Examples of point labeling

####################

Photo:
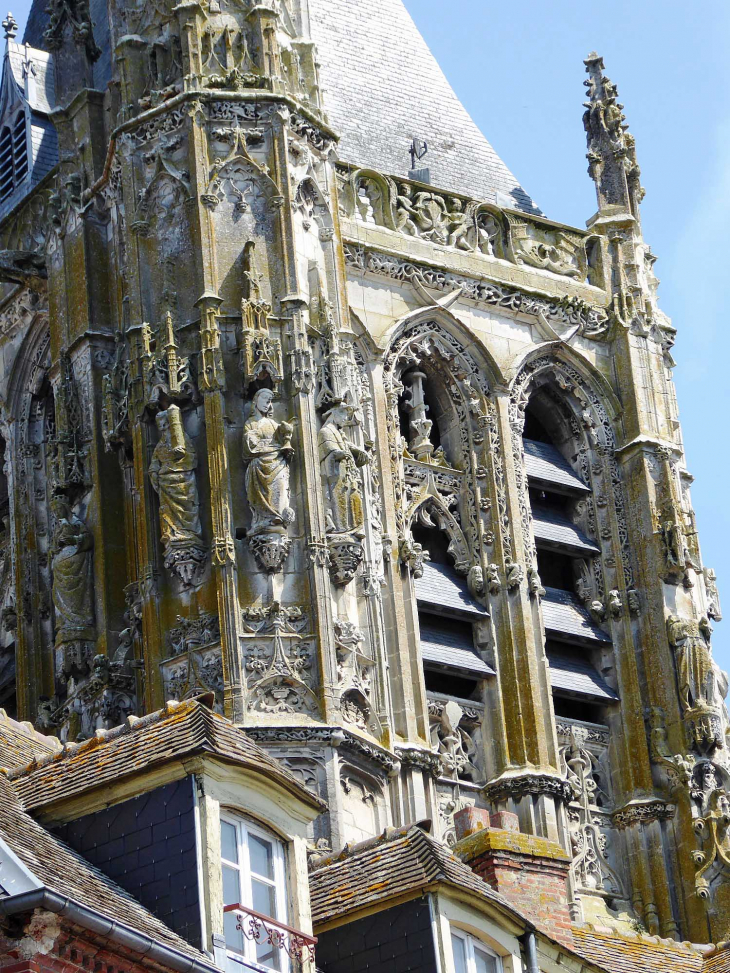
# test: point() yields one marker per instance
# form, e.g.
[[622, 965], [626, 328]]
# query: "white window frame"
[[244, 827], [470, 943]]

####################

Task requirements -> Rewrite the material above as a JSON list of strings with one string per line, skipping blank lines and leaving out the pictures.

Solution to this exercise ->
[
  "Photo:",
  "# test: point() yields one marker per instance",
  "# form, e.g.",
  "[[622, 965], [626, 328]]",
  "# query: \"white window frame\"",
  "[[244, 827], [470, 943]]"
]